GOAL OF THE EXERCISE: Reproduce word for word the passage of the commentary on Gove's exam reforms that runs from "Earlier the letter" up to and including "actual teaching qualification.".

GIVEN PASSAGE:
╭──
They also point out that while subjectively marked qualifications like English are far from a reliable performance indicator right now, Gove’s supposedly “rigorous” new EBC would by its very nature be even less reliable. They then refer to a recently expressed preference from schools regulator Ofsted for “more frequent progress testing as part of accountability measurement”. In a nutshell, they seem to be saying that Gove’s determination to have children tested with one brutal exam at the age of 16 is a far less valid measurement of performance – for schools, and by extension, their pupils – than the current system of continuous assessment provided by modular qualifications and coursework.

Earlier the letter expresses (justifiable) concern about the consistent ability of teachers to cope with yet another massive, fundamental change in the way 16 year olds are taught and assessed; well worth remembering in light of Gove’s recent legislation to allow completely unqualified staff to teach in his beloved academies, and to massively reduce the level of training needed for an actual teaching qualification.

And for a finale, they go on to basically rubbish the other major strand of Gove’s cherished reforms – the removal of competition between exam boards for each subject. As I’ve said in the past, I actually think this is a good idea in itself; but Ofqual make the very good point that such a massive fundamental change to qualification provision, on top of the already dramatic upheaval caused by replacing the entire foundations of Key Stage 4 qualifications for the last quarter-century is a recipe for disaster. Much better, they say, if you have to have massive changes, to do them one at a time; better to have one risk of disaster than several. An edifice might survive with one pillar pulled down; but not with all of them gone.
╰──
DATASET EXCERPT:
╭──
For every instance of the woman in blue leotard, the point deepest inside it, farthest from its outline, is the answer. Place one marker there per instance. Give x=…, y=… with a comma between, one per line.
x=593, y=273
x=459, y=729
╰──
THE COMPLETED TASK:
Earlier the letter expresses (justifiable) concern about the consistent ability of teachers to cope with yet another massive, fundamental change in the way 16 year olds are taught and assessed; well worth remembering in light of Gove’s recent legislation to allow completely unqualified staff to teach in his beloved academies, and to massively reduce the level of training needed for an actual teaching qualification.